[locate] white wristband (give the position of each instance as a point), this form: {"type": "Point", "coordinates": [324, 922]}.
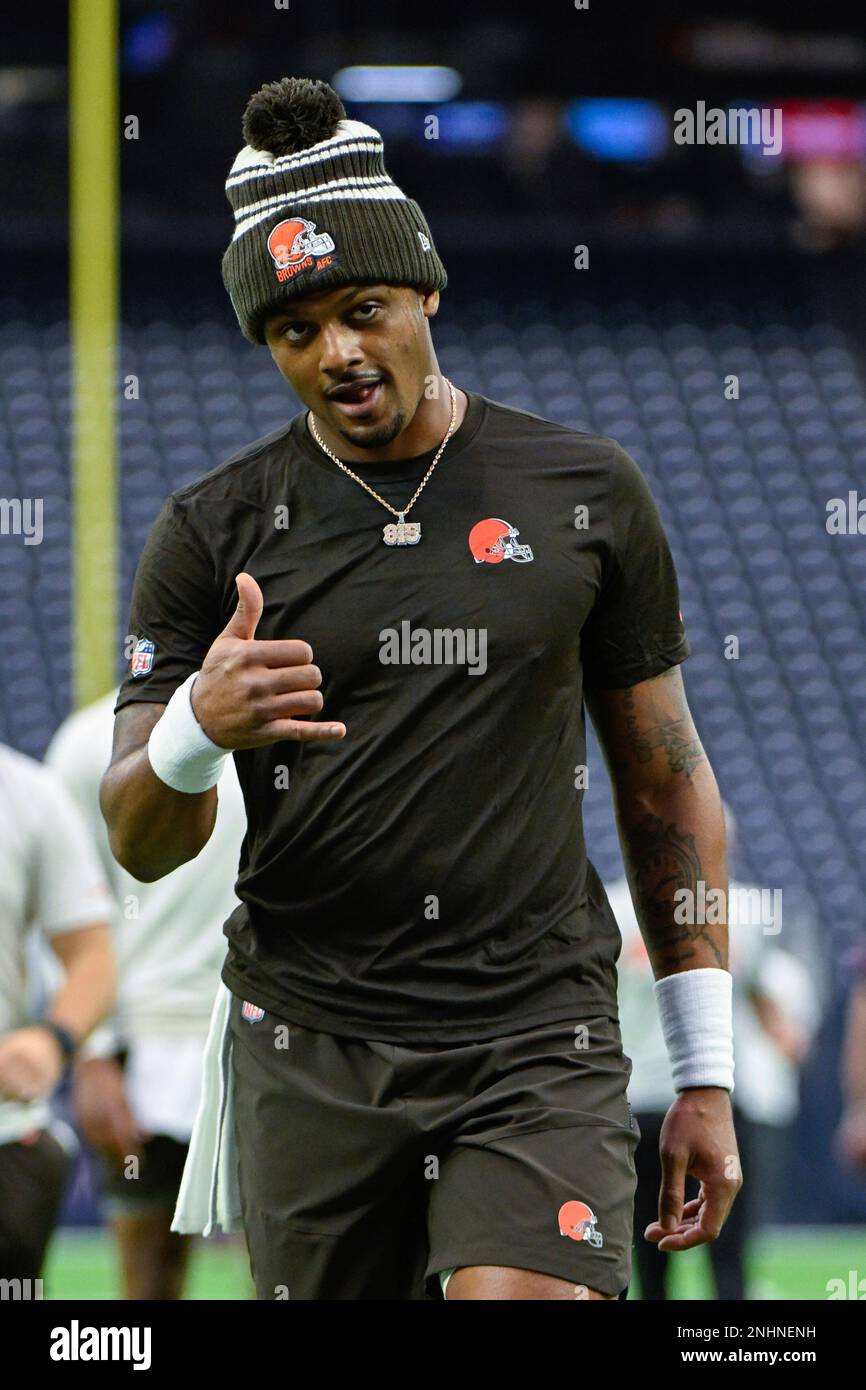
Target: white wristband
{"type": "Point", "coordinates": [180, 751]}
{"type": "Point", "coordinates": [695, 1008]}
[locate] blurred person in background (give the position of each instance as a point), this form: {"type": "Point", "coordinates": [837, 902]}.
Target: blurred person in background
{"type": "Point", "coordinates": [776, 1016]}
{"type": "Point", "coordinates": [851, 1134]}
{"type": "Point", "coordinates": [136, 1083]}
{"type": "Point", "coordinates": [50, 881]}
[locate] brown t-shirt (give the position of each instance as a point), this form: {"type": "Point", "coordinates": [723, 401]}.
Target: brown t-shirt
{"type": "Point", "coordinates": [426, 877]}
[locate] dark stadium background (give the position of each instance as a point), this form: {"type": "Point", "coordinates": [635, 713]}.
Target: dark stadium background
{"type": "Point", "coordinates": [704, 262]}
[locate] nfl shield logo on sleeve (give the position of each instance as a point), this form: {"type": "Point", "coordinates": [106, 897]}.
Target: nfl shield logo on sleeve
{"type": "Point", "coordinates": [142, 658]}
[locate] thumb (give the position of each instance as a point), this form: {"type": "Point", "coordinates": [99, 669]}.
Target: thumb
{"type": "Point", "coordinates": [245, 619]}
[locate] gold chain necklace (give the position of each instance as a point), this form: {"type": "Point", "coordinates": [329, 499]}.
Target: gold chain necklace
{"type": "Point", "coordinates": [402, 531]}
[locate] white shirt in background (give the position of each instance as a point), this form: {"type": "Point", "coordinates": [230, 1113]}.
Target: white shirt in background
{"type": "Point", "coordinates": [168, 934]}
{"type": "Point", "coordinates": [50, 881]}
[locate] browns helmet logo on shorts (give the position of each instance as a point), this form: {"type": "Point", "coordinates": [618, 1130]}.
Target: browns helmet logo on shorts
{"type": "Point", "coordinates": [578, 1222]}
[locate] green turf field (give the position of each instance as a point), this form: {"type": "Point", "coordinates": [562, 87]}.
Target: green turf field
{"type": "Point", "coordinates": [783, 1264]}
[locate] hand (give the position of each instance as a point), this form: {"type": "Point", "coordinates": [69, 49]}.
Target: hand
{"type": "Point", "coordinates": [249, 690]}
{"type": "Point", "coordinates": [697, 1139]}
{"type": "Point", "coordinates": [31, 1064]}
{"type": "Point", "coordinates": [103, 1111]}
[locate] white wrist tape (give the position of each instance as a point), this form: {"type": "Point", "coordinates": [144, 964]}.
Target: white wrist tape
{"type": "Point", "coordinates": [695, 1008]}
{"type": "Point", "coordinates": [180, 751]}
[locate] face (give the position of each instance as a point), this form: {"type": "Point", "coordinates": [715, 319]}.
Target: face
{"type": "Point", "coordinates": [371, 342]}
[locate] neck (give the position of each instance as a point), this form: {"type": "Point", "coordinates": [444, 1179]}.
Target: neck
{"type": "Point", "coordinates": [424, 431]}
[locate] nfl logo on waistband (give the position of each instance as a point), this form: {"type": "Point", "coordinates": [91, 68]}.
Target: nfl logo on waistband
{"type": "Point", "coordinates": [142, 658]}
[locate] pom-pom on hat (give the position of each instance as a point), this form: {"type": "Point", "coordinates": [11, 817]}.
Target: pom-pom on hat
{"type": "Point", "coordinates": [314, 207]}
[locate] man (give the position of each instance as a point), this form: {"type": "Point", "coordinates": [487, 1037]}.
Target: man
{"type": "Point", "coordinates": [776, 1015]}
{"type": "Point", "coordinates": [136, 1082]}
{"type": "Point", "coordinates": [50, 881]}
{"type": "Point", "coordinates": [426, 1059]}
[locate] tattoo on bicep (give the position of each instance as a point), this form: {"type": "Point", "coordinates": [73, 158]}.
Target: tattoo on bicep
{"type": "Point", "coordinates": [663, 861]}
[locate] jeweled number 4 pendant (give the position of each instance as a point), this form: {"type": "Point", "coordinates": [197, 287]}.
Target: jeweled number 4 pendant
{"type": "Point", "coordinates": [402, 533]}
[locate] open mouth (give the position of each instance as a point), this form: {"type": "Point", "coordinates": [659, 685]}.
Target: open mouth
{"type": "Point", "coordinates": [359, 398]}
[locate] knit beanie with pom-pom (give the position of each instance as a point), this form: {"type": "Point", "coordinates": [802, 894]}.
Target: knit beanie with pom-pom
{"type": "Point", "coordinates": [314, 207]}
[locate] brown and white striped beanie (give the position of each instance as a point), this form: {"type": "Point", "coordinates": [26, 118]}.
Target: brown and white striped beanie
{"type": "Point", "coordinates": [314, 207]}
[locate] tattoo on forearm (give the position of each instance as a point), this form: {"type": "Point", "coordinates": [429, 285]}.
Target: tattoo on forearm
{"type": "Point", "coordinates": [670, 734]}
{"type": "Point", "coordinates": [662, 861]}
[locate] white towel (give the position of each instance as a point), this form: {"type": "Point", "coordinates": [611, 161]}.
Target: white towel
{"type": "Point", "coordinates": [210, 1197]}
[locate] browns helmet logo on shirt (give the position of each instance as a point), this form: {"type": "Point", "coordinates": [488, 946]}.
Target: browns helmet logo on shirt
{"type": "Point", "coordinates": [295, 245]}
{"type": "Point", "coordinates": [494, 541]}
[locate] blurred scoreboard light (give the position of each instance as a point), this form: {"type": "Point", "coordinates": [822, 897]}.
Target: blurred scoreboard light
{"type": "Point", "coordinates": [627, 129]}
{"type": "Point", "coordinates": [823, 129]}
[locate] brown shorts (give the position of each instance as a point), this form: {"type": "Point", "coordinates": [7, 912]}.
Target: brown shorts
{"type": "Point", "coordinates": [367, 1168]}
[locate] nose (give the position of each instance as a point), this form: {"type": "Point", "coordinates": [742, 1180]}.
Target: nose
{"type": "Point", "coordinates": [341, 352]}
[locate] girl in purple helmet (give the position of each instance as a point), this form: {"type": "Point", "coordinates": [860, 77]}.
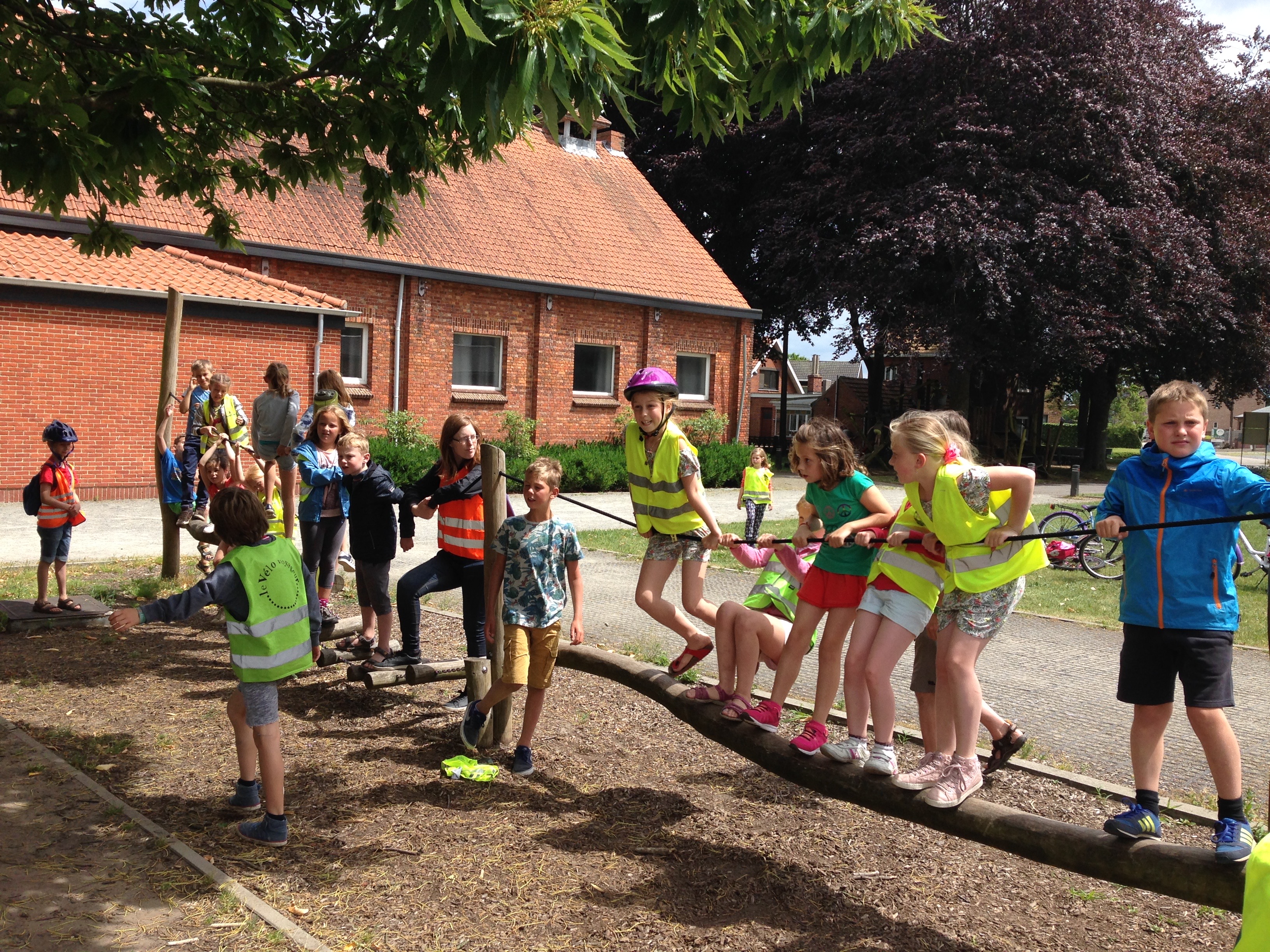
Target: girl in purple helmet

========

__Required action__. Any pictures should be dropped; transcribe the rest of the records above exactly.

__Response area__.
[locate] white wristband (give the position of each instance as a point), this form: {"type": "Point", "coordinates": [324, 922]}.
Target: white wristband
{"type": "Point", "coordinates": [180, 751]}
{"type": "Point", "coordinates": [695, 1008]}
[locate] blurred person in background (give the position of each instance as a point), this form: {"type": "Point", "coordinates": [837, 902]}.
Target: blurred person in background
{"type": "Point", "coordinates": [776, 1016]}
{"type": "Point", "coordinates": [851, 1134]}
{"type": "Point", "coordinates": [136, 1083]}
{"type": "Point", "coordinates": [50, 881]}
[locate] brown t-shirt (give the position of each instance as a point), this form: {"type": "Point", "coordinates": [723, 401]}.
Target: brown t-shirt
{"type": "Point", "coordinates": [426, 877]}
[locate] dark stadium background (give the position of each instance as a point), this form: {"type": "Point", "coordinates": [635, 713]}.
Target: dark stadium background
{"type": "Point", "coordinates": [704, 262]}
[locate] nfl shield logo on sleeve (give the position of each instance as a point), this form: {"type": "Point", "coordinates": [106, 897]}.
Target: nfl shield logo on sleeve
{"type": "Point", "coordinates": [142, 658]}
[locate] thumb (give the position of each instance as a point), this form: {"type": "Point", "coordinates": [99, 669]}.
Target: thumb
{"type": "Point", "coordinates": [245, 619]}
[locate] gold chain necklace (give the position of each instance as a point), this form: {"type": "Point", "coordinates": [329, 499]}.
Target: gold chain necklace
{"type": "Point", "coordinates": [402, 531]}
[locate] white shirt in background (give the position of each instance as a point), this form: {"type": "Point", "coordinates": [230, 1113]}.
Target: white shirt in background
{"type": "Point", "coordinates": [168, 934]}
{"type": "Point", "coordinates": [50, 881]}
[locate] browns helmet logo on shorts (give the position of each instance as a point), this form: {"type": "Point", "coordinates": [618, 1130]}.
Target: browns helmet logo on shorts
{"type": "Point", "coordinates": [578, 1222]}
[locate] green turf field (give the position of each instance as a point), this form: {"type": "Point", "coordinates": [562, 87]}.
Target: green turf field
{"type": "Point", "coordinates": [783, 1264]}
[locate] hand (give the position of each instance as a point), this form: {"type": "Point", "coordinates": [69, 49]}.
Target: hand
{"type": "Point", "coordinates": [249, 690]}
{"type": "Point", "coordinates": [697, 1139]}
{"type": "Point", "coordinates": [31, 1064]}
{"type": "Point", "coordinates": [103, 1111]}
[locate] white wrist tape (give the position of each instance as a point), this form: {"type": "Point", "coordinates": [144, 964]}.
Target: white wrist tape
{"type": "Point", "coordinates": [695, 1008]}
{"type": "Point", "coordinates": [180, 751]}
[locate] face (give the position of each instance as a point), this form: {"type": "Point", "coordinates": [715, 319]}.
Target: face
{"type": "Point", "coordinates": [371, 342]}
[locate] neck (give the position of each instance as a point), this form: {"type": "Point", "coordinates": [444, 1179]}.
Target: neck
{"type": "Point", "coordinates": [424, 431]}
[locate] nfl logo on waistband (give the position of each instance as a point), this form: {"type": "Point", "coordinates": [91, 68]}.
Target: nfl logo on waistband
{"type": "Point", "coordinates": [142, 658]}
[locate] pom-pom on hat (give the position of each instance as a point), this form: {"type": "Point", "coordinates": [11, 817]}.
Target: pom-pom on hat
{"type": "Point", "coordinates": [314, 207]}
[locate] man (give the position of each instance as a point), this form: {"type": "Point", "coordinates": [487, 1037]}.
Target: man
{"type": "Point", "coordinates": [776, 1015]}
{"type": "Point", "coordinates": [136, 1082]}
{"type": "Point", "coordinates": [50, 881]}
{"type": "Point", "coordinates": [426, 1059]}
[locate] tattoo on bicep (give the position of each instance as a point), this form: {"type": "Point", "coordinates": [73, 158]}.
Target: tattoo on bicep
{"type": "Point", "coordinates": [663, 861]}
[locate] jeweled number 4 pendant (give the position of each instance as a point), this form: {"type": "Point", "coordinates": [197, 287]}.
Target: jeweled number 4 pendant
{"type": "Point", "coordinates": [402, 533]}
[locate] open mouth (give the position of each instance as a point), this form: {"type": "Point", "coordinates": [659, 685]}.
Target: open mouth
{"type": "Point", "coordinates": [359, 398]}
[locate] knit beanie with pom-pom (give the position of each instance as a point), this form: {"type": "Point", "coordinates": [802, 894]}.
Target: knit beanie with pom-pom
{"type": "Point", "coordinates": [314, 207]}
[locate] brown and white striped beanie (give the position of each instance as a point), this form: {"type": "Point", "coordinates": [26, 118]}.
Target: brown and white striped beanie
{"type": "Point", "coordinates": [314, 207]}
[locate] tattoo on forearm (give the position of each instance as a point), this form: {"type": "Point", "coordinates": [429, 285]}.
Target: tattoo on forearm
{"type": "Point", "coordinates": [670, 734]}
{"type": "Point", "coordinates": [662, 861]}
[locate] white towel (give the position of each instance as a point), this form: {"type": "Point", "coordinates": [611, 161]}.
Target: white towel
{"type": "Point", "coordinates": [210, 1197]}
[locate] browns helmet logo on shirt (give the position of each instance as a point), this form: {"type": "Point", "coordinates": [488, 946]}.
Target: browns helmet logo on shirt
{"type": "Point", "coordinates": [295, 245]}
{"type": "Point", "coordinates": [494, 541]}
[locate] blurred scoreboard light (give the position of each instance as a point), this form: {"type": "Point", "coordinates": [822, 897]}.
Target: blurred scoreboard light
{"type": "Point", "coordinates": [627, 129]}
{"type": "Point", "coordinates": [823, 129]}
[locate] brown shorts (give the position of each instance as a point), this form: {"type": "Point", "coordinates": [7, 912]}.
Target: brown shorts
{"type": "Point", "coordinates": [367, 1168]}
[locate] nose (give the position of each instance as a point), this form: {"type": "Point", "coordinates": [742, 1180]}.
Target: nose
{"type": "Point", "coordinates": [341, 352]}
[locate] girl in purple helmet (give the position of each instance as a point), this form: {"type": "Point", "coordinates": [860, 77]}.
Target: girl in purple helmet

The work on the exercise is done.